Many MNCs lack the right type of health insurance plans for employees, with the majority characterized by low annual coverage limits, and/or no special features to increase the coverage limit for critical treatments such as cancer and kidney dialysis. In some cases, we have seen employers incurring additional medical costs for critical treatments of employees not being borne by the insurer.
Maternity benefits and coverage for newborns are also insufficient. In many cases, the coverage limit provided for maternity benefits is significantly lower than the actual cost incurred. Additionally, newborn benefits are usually limited to the first 30–90 days of a child’s life, and their provision also varies significantly across industry sectors (in the case of Singapore).
The coverage of these medical expenses is critical, particularly to young expatriate employees who may be looking to start families soon.
Separately, dental benefits are also not covered by most local medical plans and around 16 per cent of the plans require a co-insurance. And in 75 per cent of cases, major restorative dental treatments are only covered up to $3,000, which is the overall maximum limit.
A company with a large mobile workforce is better off if it implements international medical plans for their employees as they are both flexible and include coverage of major treatments and other benefits demanded by today’s workforce.

Records:
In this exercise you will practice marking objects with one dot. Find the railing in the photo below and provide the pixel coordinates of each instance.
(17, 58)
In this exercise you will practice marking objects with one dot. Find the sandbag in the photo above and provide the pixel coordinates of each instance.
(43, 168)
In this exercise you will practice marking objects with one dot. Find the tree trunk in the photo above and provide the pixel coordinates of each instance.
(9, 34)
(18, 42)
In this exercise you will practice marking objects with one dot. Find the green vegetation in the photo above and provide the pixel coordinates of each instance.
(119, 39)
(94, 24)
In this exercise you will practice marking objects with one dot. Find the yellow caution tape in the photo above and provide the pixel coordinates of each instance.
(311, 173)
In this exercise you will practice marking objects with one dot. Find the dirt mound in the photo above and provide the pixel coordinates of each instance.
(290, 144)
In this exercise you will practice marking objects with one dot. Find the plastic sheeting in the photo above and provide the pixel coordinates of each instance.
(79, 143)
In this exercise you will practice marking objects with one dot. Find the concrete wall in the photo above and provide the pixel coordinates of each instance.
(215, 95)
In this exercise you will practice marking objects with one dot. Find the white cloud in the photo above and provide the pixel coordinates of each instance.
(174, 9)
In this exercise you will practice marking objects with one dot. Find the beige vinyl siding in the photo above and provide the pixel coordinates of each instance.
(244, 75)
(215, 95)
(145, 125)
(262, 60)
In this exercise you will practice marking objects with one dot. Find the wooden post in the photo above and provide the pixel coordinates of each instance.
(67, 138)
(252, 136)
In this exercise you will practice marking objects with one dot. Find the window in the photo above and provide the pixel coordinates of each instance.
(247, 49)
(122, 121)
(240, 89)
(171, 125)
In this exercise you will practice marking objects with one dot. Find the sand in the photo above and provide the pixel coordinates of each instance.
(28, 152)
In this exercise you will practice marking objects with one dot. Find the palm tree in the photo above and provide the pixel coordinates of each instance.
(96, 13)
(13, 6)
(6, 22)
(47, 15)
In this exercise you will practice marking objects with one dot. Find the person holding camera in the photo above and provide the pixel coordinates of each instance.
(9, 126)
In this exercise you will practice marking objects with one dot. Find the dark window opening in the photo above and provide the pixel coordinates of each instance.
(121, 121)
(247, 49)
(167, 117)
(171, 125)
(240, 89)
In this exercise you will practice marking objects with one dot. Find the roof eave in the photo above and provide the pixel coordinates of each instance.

==

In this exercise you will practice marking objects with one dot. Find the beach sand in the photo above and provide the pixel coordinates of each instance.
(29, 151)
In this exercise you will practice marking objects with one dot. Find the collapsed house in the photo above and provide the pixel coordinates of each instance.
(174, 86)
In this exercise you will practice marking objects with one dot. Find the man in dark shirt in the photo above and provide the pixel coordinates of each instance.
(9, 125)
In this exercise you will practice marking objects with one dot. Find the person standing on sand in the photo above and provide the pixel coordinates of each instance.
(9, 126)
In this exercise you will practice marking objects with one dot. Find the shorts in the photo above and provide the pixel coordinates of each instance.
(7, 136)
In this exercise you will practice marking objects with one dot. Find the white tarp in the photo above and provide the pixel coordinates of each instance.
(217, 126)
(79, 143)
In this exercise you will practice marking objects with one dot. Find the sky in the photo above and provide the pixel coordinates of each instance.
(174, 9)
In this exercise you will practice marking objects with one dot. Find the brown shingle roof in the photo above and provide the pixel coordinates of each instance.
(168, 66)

Exercises to complete:
a) According to the text on employee health insurance, newborn benefits are usually limited to how many days of a child's life?
b) Update the text on employee health insurance by reproducing everything from "Maternity benefits and" down to "overall maximum limit.", with "expatriate" replaced by "overseas".

Exercise results:
a) The first 30–90 days.

b)
Maternity benefits and coverage for newborns are also insufficient. In many cases, the coverage limit provided for maternity benefits is significantly lower than the actual cost incurred. Additionally, newborn benefits are usually limited to the first 30–90 days of a child’s life, and their provision also varies significantly across industry sectors (in the case of Singapore).
The coverage of these medical expenses is critical, particularly to young overseas employees who may be looking to start families soon.
Separately, dental benefits are also not covered by most local medical plans and around 16 per cent of the plans require a co-insurance. And in 75 per cent of cases, major restorative dental treatments are only covered up to $3,000, which is the overall maximum limit.